Work order: In full and unaltered, output the records below.

── Data shown

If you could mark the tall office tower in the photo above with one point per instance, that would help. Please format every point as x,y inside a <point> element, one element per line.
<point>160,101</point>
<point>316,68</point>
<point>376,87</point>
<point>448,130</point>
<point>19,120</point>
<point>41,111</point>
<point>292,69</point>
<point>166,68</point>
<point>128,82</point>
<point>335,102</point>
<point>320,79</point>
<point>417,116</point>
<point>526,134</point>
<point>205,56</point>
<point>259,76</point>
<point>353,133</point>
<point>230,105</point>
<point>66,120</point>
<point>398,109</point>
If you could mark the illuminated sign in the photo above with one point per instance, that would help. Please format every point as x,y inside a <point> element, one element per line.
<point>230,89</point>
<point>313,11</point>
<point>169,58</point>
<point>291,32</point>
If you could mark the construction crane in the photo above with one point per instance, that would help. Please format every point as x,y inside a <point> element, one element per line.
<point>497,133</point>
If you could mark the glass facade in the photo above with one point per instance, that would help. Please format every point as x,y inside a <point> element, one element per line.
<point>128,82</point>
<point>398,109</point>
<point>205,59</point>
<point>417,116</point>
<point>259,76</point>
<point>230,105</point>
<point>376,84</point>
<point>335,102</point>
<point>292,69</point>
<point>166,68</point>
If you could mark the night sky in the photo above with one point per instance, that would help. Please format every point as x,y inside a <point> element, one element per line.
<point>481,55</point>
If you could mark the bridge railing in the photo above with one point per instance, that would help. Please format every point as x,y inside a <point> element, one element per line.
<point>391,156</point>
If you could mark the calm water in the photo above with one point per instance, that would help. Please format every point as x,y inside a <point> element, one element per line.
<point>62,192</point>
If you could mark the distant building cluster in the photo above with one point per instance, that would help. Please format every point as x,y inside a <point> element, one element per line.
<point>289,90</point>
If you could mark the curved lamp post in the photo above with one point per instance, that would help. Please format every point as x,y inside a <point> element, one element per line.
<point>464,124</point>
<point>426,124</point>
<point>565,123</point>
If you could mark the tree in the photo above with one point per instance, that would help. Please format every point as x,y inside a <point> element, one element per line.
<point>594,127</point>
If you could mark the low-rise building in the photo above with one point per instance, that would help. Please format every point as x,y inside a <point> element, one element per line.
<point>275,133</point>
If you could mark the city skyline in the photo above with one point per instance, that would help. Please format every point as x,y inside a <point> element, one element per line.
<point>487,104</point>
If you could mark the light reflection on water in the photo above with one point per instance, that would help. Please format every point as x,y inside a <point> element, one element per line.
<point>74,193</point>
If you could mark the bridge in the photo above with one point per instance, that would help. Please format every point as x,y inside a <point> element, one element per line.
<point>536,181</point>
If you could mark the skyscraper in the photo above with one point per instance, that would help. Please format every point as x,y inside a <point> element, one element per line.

────

Output for this task:
If you could mark the tall office tower in the photo above with one point per instance, that would help. Please format every point as x,y inside a <point> element, one element per line.
<point>160,101</point>
<point>316,68</point>
<point>376,87</point>
<point>448,130</point>
<point>19,120</point>
<point>41,111</point>
<point>292,69</point>
<point>166,68</point>
<point>128,82</point>
<point>335,102</point>
<point>320,79</point>
<point>417,116</point>
<point>526,134</point>
<point>205,56</point>
<point>259,76</point>
<point>353,133</point>
<point>230,105</point>
<point>66,120</point>
<point>398,109</point>
If you could mark the illuminated sign in the photo above with one point per instance, that would help. Please format every point as x,y inside a <point> element, one element per line.
<point>230,89</point>
<point>313,11</point>
<point>169,58</point>
<point>291,32</point>
If you could mark the construction crane in the photo above with one point per instance, that would help. Please format every point as x,y inside a <point> element, one element per line.
<point>497,133</point>
If you could mark the glass facade in the photo above with one point per instance, that would help. Please format every point as x,y inside a <point> element, one element per line.
<point>128,82</point>
<point>398,109</point>
<point>205,59</point>
<point>417,116</point>
<point>259,76</point>
<point>230,105</point>
<point>376,84</point>
<point>335,102</point>
<point>292,69</point>
<point>166,68</point>
If you could mark the night sky in the photo above with one point per instance, that would help. Please format every point as x,y inside a <point> element, one element per line.
<point>481,55</point>
If you could mark the bridge railing in the photo above with one point per instance, that would help. Please format every point as x,y inside a <point> element, one element per line.
<point>391,156</point>
If you could mark the calm water in the photo above with one point per instance, that would help. Please format every point as x,y inside a <point> element, one element per line.
<point>62,192</point>
If you could mark the distant building cluster in the photo above with one point per instance, that would help. Please format every point as x,y inside a <point> element, one element per line.
<point>289,90</point>
If you could mark the curved lamp post in the photo above with one point per instance, that would help. Please format every point as x,y inside a <point> element, one element per line.
<point>464,124</point>
<point>426,124</point>
<point>565,123</point>
If you could mark the tree in the photo above with one point per instance, that would help. Please format every point as x,y inside a <point> element, one element per line.
<point>594,127</point>
If you could mark the low-rise building in the photo above with one point per instance, that would help. Please format every point as x,y inside a <point> element, one element per line.
<point>275,133</point>
If you could mark the city skyline in the photo above with one point per instance, that would help. Please format every point as x,y inside a <point> element, one element per line.
<point>487,104</point>
If you could mark the light reflection on water in the photo above with one point per instance, that would help. Please format every point as x,y inside a <point> element, one element per line.
<point>74,193</point>
If you could mark the bridge in the photo above with one point per instance, that would help. Please format every point as x,y inside a <point> element, one element per line.
<point>536,181</point>
If you could mark the skyscraper in the photo above with one point per instance, that would help. Please format every point as x,y inside a <point> element, one element per line.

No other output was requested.